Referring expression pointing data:
━━━━

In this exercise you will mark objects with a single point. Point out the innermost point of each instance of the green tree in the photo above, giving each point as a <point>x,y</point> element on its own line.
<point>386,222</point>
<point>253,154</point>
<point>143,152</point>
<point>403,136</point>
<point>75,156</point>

━━━━

* Instructions to follow: Repeat all of the records, letter for letter.

* Result for this exercise:
In this exercise you will mark objects with a single point. Point out the innermost point of each instance of the green tree in the photo above, giving each point as a <point>x,y</point> element on its own line.
<point>386,222</point>
<point>253,154</point>
<point>143,152</point>
<point>403,136</point>
<point>75,156</point>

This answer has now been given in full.